● Challenge:
Pull out every line of the records below that contains the string "canyon", treating uppercase and lowercase as different.

Region annotation records:
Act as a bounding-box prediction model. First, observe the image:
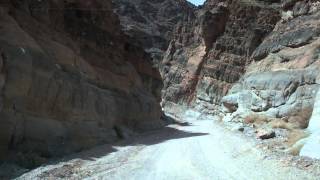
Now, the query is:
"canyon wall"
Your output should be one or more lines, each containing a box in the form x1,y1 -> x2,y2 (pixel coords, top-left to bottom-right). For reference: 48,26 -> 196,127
0,0 -> 162,160
161,0 -> 280,113
113,0 -> 196,67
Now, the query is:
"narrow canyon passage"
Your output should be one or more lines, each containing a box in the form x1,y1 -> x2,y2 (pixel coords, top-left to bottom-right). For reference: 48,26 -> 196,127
18,114 -> 314,180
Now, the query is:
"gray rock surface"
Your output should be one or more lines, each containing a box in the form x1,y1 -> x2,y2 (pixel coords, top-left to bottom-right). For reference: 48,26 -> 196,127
0,0 -> 161,160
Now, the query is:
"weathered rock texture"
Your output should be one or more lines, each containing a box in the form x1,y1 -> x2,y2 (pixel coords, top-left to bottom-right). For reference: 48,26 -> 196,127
222,1 -> 320,120
161,0 -> 280,112
113,0 -> 196,67
222,0 -> 320,158
0,0 -> 161,160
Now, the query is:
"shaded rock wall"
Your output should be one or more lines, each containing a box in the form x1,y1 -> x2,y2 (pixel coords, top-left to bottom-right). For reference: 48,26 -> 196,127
0,0 -> 161,160
113,0 -> 196,67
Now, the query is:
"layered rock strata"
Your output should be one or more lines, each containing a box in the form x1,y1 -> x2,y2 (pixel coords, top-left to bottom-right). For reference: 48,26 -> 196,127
0,0 -> 161,160
161,0 -> 280,113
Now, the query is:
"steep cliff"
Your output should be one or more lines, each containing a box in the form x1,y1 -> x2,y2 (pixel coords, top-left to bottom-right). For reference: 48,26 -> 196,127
0,0 -> 161,160
113,0 -> 196,66
161,0 -> 280,113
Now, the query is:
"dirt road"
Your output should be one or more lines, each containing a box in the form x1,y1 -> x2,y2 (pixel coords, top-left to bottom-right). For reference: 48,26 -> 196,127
19,117 -> 319,180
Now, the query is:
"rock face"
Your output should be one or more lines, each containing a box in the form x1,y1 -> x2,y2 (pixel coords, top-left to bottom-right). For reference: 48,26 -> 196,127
161,0 -> 280,112
222,2 -> 320,121
113,0 -> 196,66
0,0 -> 161,160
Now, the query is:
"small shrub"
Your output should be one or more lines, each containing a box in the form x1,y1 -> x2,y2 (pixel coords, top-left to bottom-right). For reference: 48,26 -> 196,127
269,119 -> 293,130
243,114 -> 271,125
288,108 -> 312,129
286,130 -> 309,156
287,129 -> 308,146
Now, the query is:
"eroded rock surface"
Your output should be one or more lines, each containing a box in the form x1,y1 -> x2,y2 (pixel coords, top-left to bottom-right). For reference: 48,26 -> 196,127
0,0 -> 161,160
113,0 -> 196,67
161,0 -> 280,112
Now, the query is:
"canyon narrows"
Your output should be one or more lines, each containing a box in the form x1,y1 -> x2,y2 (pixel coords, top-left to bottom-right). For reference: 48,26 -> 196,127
0,0 -> 320,179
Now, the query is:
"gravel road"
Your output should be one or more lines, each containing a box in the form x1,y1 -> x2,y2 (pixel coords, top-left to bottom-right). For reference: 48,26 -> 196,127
18,120 -> 320,180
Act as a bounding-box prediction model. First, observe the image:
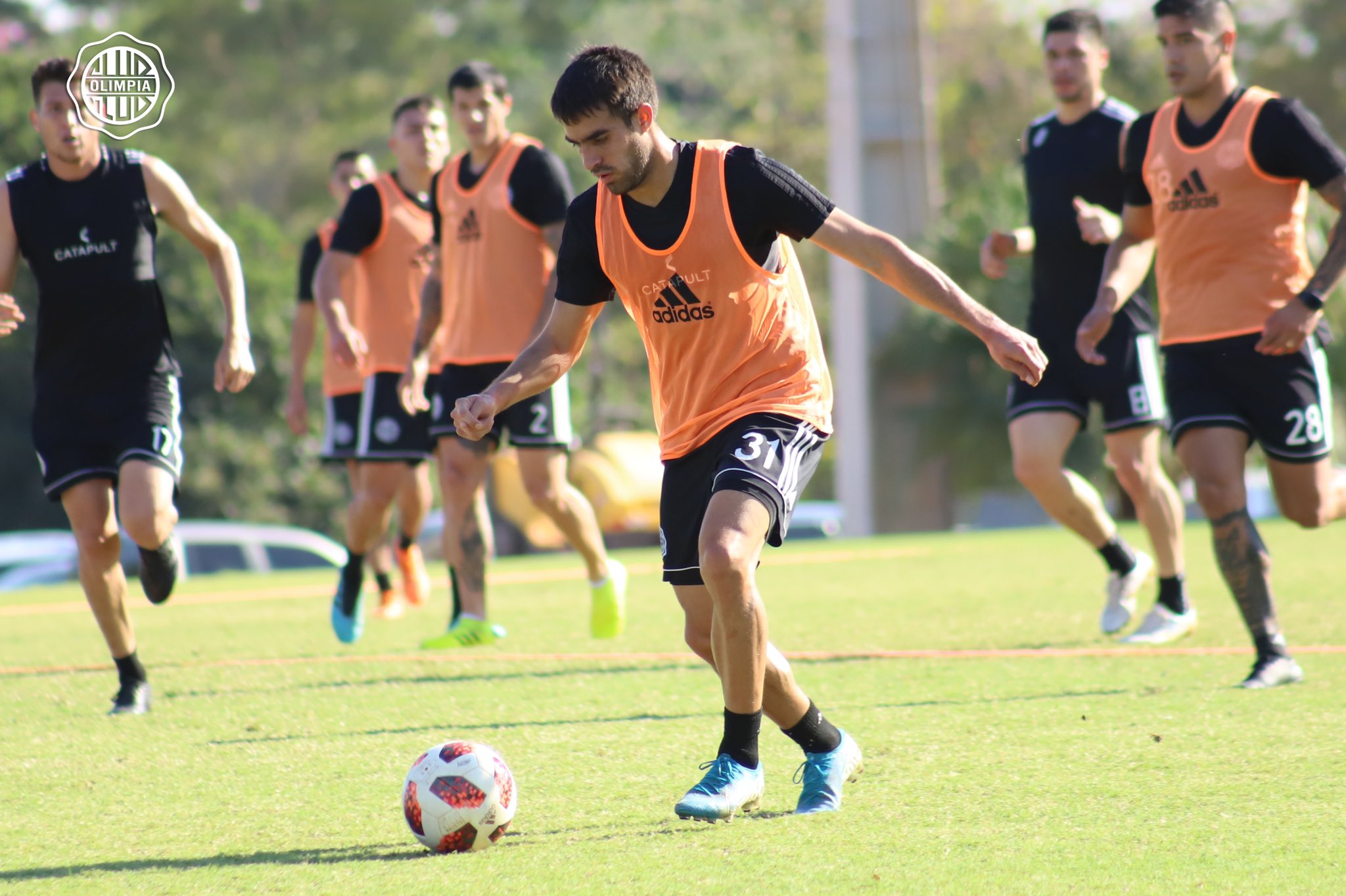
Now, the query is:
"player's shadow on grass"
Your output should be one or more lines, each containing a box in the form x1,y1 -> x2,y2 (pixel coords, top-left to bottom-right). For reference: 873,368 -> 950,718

● Task result:
"canyon wall"
"narrow canyon passage"
"canyon narrows"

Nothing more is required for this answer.